=== Passage given ===
* Start *
2018-07-31 Remote controlled tank, part 4: Crunch.

The perks of living with a guy who owns a 3D printer

I moved back to Markham for a co-op position at Flex Automotive Solutions in May.

A few weeks before the term was set to start, and well before the last update, I found a place to live. I sublet a basement apartment from a chemical engineer, Ed. Ed owns a 3D printer.

On the RC tank project, I was stuck on the pain point of getting the rubber to meet the road. I had the CAD, but I didn't actually have access to tools. Returning to my methods for the brushless motor project of years past, I went to 3D Systems QuickParts and got a quote for getting everything made properly. $2000 for all the drive train components in CNC aluminum seemed a little much for my budget, and set the project on mothballs while I ruminated on the predicament.

A few weeks into life in Markham, round two, I asked if I could use his 3D printer to prototype a few parts.

"Sure," he said, "if you pay for the filament."

Well, okay then. But that wasn't the key problem.

The pressing issue was now not how to build the bearing blocks, splines, and bushings. The question was how to make a shaft.

I already owned eight 608 ball bearings that seemed to be in the right size range for the task, but getting any part machined down to 8mm without access to tools of my own would be prohibitively expensive. So I settled on M8x1.25 threaded rod as the axle material.
* End *
=== Records from a data source ===
* Start *
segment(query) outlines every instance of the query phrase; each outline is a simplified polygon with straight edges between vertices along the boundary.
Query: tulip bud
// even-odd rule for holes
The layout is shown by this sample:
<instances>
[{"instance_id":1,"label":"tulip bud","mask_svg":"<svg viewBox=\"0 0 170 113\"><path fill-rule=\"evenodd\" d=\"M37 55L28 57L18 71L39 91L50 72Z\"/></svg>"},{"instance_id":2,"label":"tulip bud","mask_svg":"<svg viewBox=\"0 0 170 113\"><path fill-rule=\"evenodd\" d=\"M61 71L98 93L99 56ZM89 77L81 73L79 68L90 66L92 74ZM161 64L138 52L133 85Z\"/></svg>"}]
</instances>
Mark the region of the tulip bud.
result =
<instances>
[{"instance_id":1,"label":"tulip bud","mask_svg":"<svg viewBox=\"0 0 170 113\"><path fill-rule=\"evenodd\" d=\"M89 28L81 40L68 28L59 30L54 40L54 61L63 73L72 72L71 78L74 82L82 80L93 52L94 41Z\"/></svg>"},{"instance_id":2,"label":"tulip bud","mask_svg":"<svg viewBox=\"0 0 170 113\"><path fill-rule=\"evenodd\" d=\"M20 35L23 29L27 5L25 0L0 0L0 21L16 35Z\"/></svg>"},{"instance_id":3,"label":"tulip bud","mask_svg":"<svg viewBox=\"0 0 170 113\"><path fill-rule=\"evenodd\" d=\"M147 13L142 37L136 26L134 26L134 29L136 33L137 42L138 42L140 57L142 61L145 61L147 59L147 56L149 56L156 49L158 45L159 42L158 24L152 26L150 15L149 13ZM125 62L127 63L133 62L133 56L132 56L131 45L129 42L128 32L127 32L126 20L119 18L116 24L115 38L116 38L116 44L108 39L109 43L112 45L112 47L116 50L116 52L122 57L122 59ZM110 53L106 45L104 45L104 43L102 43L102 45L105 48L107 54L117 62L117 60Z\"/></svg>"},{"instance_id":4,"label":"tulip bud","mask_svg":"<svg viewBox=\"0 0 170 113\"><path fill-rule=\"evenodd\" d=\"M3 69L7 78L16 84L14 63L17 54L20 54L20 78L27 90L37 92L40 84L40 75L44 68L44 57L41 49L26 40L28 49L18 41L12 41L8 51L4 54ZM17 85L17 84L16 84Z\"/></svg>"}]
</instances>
* End *
=== Your objective ===
In the remote controlled tank post, what material was chosen for the axle? Rely only on the remote controlled tank post for your answer.

=== Task response ===
M8x1.25 threaded rod.